Exercise directions – Using the records below, filter out every line that lacks "head" and copy the rest.

Given information –
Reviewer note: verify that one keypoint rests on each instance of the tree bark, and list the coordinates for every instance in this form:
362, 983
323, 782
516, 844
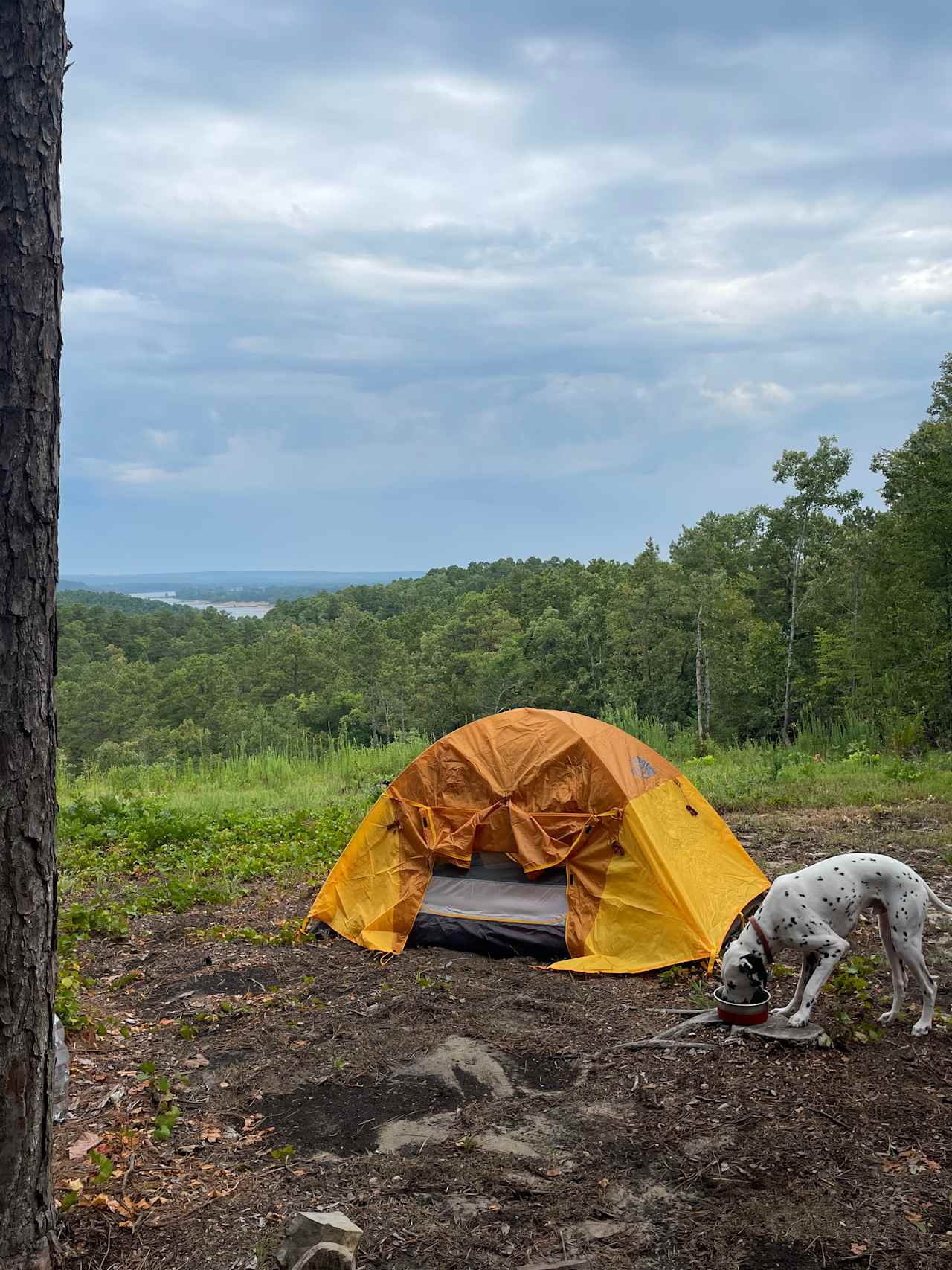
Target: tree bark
32, 65
791, 635
700, 682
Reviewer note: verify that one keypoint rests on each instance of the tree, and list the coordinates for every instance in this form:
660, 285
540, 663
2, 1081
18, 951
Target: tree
803, 522
32, 65
918, 490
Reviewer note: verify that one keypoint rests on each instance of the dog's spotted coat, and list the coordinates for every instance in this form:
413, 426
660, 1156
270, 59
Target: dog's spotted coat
815, 911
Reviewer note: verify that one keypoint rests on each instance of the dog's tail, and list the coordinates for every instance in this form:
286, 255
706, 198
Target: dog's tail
936, 899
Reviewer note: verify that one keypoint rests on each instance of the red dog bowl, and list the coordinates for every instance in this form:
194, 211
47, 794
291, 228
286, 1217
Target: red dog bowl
743, 1014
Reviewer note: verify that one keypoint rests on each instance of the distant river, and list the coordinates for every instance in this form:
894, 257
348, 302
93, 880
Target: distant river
237, 609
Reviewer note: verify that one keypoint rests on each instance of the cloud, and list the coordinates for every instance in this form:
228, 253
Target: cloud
393, 247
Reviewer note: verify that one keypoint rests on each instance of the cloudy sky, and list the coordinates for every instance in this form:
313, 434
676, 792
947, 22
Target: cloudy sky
396, 283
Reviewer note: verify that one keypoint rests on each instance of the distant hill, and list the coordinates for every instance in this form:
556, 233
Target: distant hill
225, 585
115, 600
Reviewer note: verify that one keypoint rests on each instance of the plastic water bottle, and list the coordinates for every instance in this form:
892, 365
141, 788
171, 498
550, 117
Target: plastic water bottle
61, 1074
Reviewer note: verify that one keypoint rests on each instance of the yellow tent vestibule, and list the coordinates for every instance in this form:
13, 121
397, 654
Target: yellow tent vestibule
549, 833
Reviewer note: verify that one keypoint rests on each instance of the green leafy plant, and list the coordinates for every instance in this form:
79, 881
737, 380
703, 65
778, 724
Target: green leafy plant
104, 1166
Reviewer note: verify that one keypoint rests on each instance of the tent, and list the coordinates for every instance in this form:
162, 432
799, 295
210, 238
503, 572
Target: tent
549, 833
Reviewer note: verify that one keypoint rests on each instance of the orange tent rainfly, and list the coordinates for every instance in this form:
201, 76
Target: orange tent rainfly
549, 833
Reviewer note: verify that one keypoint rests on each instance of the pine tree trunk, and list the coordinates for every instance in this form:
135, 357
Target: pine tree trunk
32, 65
791, 637
700, 684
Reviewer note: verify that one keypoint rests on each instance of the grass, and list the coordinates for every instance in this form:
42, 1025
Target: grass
140, 840
268, 781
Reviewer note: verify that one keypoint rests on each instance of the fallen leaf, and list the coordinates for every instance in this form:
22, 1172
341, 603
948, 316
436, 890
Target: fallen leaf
84, 1144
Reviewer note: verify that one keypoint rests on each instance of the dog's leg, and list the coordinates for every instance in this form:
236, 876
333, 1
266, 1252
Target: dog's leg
896, 966
806, 969
826, 949
910, 949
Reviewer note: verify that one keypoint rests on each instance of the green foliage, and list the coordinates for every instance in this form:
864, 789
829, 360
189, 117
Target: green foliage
104, 1166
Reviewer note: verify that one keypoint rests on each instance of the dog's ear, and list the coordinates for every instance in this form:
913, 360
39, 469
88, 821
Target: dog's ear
753, 966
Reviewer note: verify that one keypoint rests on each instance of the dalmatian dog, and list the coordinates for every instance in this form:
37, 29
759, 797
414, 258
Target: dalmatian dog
815, 911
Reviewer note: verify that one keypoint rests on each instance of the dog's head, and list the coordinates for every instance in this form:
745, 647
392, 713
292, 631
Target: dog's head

Task response –
Reviewer note: verify that one keypoint rests on each instance of the dog's head, and list the coordinates for every instance in this form:
Target: dog's head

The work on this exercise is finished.